» PAGE EXTRACT:
Frozen embryos are more likely to produce successful, complication-free IVF pregnancies than those that are fresh, research suggests.
Using stored embryos cuts the risk of bleeding in pregnancy, premature birth, and giving birth to an underweight baby by almost a third, a study has found.
The risk of a baby dying at around the time of birth is also reduced by about a fifth.
If the findings are confirmed it could have major implications for the public funding of In-Vitro Fertilisation treatment.
Currently the NHS regards embryo freezing as an extra service patients are expected to pay for themselves.
If freezing becomes a routine part of IVF treatment there may be pressure to change this rule.
Scientists made the discovery after analysing data from 11 international studies involving more than 37,000 IVF pregnancies.
In some cases, newly conceived fresh embryos were used. In others, embryos that had been frozen and stored for two to three months were implanted.
Standard practice is to choose the best embryos for fresh transfer, and only freeze those of good enough quality that are spare.
But the new results suggest it might be wise to freeze all embryos.

» DATASET EXCERPTS:
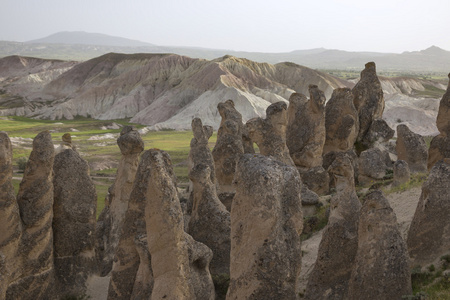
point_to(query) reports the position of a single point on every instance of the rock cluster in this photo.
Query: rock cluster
(381, 269)
(337, 250)
(305, 134)
(411, 147)
(429, 234)
(368, 99)
(266, 222)
(74, 219)
(111, 219)
(440, 144)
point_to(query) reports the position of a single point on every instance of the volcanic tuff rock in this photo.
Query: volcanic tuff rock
(10, 222)
(180, 264)
(35, 199)
(132, 276)
(111, 219)
(341, 121)
(229, 145)
(337, 250)
(168, 88)
(305, 133)
(401, 172)
(429, 234)
(74, 221)
(210, 220)
(411, 147)
(266, 223)
(368, 99)
(381, 269)
(270, 133)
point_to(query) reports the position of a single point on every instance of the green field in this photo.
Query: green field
(96, 152)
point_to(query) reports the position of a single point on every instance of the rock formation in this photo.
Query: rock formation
(210, 220)
(337, 251)
(74, 222)
(111, 219)
(266, 223)
(270, 133)
(411, 147)
(229, 145)
(10, 222)
(368, 99)
(381, 269)
(401, 173)
(341, 122)
(132, 276)
(440, 144)
(305, 134)
(35, 199)
(371, 166)
(180, 264)
(429, 234)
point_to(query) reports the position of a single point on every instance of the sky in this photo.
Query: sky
(241, 25)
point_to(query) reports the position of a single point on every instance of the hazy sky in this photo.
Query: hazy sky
(247, 25)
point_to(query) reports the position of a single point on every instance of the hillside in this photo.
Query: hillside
(156, 88)
(84, 46)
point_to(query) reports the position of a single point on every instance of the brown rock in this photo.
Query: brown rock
(411, 147)
(443, 117)
(439, 150)
(111, 219)
(381, 268)
(132, 276)
(210, 220)
(429, 234)
(180, 265)
(305, 135)
(35, 199)
(341, 121)
(10, 223)
(368, 99)
(74, 221)
(270, 133)
(229, 145)
(371, 166)
(401, 173)
(266, 223)
(337, 249)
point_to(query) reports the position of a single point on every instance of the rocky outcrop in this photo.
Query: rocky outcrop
(74, 222)
(270, 133)
(10, 223)
(371, 166)
(411, 147)
(401, 173)
(266, 223)
(368, 99)
(305, 133)
(132, 276)
(341, 121)
(440, 144)
(199, 151)
(381, 269)
(337, 249)
(111, 219)
(429, 234)
(180, 264)
(210, 220)
(35, 199)
(229, 144)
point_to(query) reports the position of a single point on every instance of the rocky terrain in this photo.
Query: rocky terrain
(154, 240)
(168, 91)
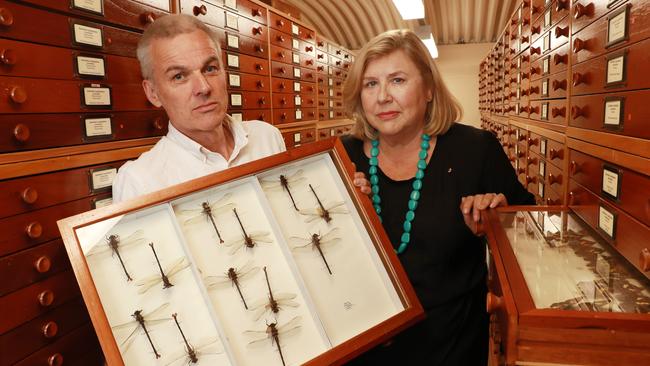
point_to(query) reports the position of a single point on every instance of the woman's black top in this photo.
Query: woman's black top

» WHAT YOU NEED TO DO:
- A) Return the passage from the article on frozen IVF embryos starting at "Frozen embryos are" and ending at "about a fifth.".
- B) According to the article on frozen IVF embryos, how long had the frozen embryos been stored before they were implanted?

» TASK-BY-TASK OUTPUTS:
- A)
Frozen embryos are more likely to produce successful, complication-free IVF pregnancies than those that are fresh, research suggests.
Using stored embryos cuts the risk of bleeding in pregnancy, premature birth, and giving birth to an underweight baby by almost a third, a study has found.
The risk of a baby dying at around the time of birth is also reduced by about a fifth.

- B) Two to three months.